La tierra perdida – por Laura Morillas

Quizás no lo sepan, pero existe una táctica de guerra que consiste en capturar a un enemigo, torturarle repetidamente todo lo que se pueda y más, y dejarle después un largo tiempo en aislamiento y privación total (sin casi alimentos, espacio, luz, cama, en silencio y nada que hacer), con todas las necesidades físicas y mentales gritando dentro de su cabeza. Hecho esto, muy lentamente, se le va dando comida y bebida adecuada, se le permite una ducha, se le hablan unas palabras, se le comienza a tratar casi como si volviera a ser un ser humano otra vez.

Si este proceso se hace bien y la persona a la que están manipulando es potencialmente influenciable, hay muchas posibilidades de que -desprovista de defensas- se diluya ante tus ojos y se vuelva poco menos que plastilina entre los dedos de sus captores, dócil, dispuesto a ayudarles y a creer todo lo que le digan. Sería algo similar a lo que plantea la serie estadounidense Homeland a través del marine Brody el cuál es retenido durante ocho largos años por Al Qaeda.

Cuando enciendo la televisión y hago un poco de zapping, tras ver algunos anuncios, en demasiadas ocasiones no puedo evitar pensar que la inmensa mayoría de los ciudadanos de nuestra sociedad industrializada, somos algo parecido a ése soldado capturado por el enemigo al que tras un buen lavado de cerebro, se le convierte exactamente en el tipo de ser humano que necesitan, ya que ha olvidado que hace mucho tiempo, una vez, lo fue, de pleno derecho además.

(Datos de señalización de regiones)
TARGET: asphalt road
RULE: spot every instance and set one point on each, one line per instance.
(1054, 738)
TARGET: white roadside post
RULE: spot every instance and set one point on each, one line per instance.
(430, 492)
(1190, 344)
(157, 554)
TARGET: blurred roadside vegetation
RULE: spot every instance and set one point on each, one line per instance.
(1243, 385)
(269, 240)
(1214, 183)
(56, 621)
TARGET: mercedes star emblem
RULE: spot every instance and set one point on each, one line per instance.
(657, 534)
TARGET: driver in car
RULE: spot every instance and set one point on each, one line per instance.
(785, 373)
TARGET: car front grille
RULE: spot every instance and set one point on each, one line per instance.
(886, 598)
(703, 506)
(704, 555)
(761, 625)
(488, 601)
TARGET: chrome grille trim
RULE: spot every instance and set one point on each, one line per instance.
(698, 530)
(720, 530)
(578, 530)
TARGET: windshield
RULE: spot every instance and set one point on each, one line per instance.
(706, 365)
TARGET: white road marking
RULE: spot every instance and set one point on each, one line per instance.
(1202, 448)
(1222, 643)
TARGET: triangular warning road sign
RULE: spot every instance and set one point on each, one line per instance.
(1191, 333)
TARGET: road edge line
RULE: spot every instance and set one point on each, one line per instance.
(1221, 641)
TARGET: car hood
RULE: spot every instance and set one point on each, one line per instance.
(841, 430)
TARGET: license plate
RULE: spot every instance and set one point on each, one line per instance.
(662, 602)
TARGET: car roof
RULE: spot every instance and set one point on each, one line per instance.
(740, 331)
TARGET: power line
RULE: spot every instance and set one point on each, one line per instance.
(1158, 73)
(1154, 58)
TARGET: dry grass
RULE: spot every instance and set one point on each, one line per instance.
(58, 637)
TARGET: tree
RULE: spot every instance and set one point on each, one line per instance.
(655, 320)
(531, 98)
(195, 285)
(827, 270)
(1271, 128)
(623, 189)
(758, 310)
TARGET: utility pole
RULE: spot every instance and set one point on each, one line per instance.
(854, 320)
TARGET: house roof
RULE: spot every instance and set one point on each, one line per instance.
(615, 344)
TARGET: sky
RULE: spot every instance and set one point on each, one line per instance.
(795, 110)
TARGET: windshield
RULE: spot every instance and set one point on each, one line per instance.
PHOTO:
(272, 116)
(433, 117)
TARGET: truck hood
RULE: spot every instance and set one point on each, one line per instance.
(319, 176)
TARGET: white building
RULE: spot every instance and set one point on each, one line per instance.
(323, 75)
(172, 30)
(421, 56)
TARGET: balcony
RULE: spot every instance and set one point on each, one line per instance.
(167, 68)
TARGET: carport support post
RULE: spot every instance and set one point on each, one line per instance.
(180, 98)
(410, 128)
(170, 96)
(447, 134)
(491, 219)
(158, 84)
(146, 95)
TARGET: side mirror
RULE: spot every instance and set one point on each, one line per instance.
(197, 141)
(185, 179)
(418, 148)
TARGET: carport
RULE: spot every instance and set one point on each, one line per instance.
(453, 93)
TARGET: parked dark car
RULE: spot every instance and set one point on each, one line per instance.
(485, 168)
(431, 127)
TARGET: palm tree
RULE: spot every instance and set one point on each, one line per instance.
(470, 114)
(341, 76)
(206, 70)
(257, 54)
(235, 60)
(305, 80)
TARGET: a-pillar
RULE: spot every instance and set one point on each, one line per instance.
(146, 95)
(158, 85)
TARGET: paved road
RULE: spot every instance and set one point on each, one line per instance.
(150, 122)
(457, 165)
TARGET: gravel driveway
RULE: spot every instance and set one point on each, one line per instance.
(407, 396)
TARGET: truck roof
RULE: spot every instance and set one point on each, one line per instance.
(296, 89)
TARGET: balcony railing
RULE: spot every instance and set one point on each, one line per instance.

_Detalles de la tarea_
Prosigue el artículo «La tierra perdida», sobre el lavado de cerebro y la sociedad industrializada, a partir de su última oración.

_Resultado del ejercicio_
Hace algo más de un par de siglos que hemos perdido nuestro lugar en el mundo. Tras el proceso de industrialización y despiadada urbanización resultante que se ha dado en todo occidente (y en gran parte ya del resto del mundo) junto a la dominación del consumo de masas introducido sutilmente en nuestras vidas desde principios del siglo XX, la sociedad se ha desconectado de sus raíces, dejando la tierra seca y abandonada, y anda por ahí destruyendo y olvidando, corriendo al filo del precipicio como el niño ése que va cuesta abajo con su bici sin rozar el freno y dice, excitado por la velocidad, “¡Mira mamá, sin manos!”. Y todos sabemos cómo acaban ésa historia y los dientes del chiquillo.

La feroz industrialización en la que vivimos, nos ha alejado de la naturaleza real en la que un día vivimos felices y en paz, cambiando nuestros modos de vida, ideologías, espiritualidad y bienes materiales, entre otras cosas. Se han destruido muchas culturas y sociedades menores primitivas en pro de alimentar la enorme boca de esta gran sociedad de consumo que siempre tiene hambre. Y a los que han intentado huir, le han plantado cara o han tratado de continuar inocua y silenciosamente con sus costumbres, se les ha condenado al ostracismo, el ridículo y el rechazo que los que mueven los hilos de nuestro mundo, le suelen dedicar a todo aquello que difiere de sus ideas e intereses. Piensen un momento en lo indios nativos americanos, en los Amish, en las tribus del Amazonas.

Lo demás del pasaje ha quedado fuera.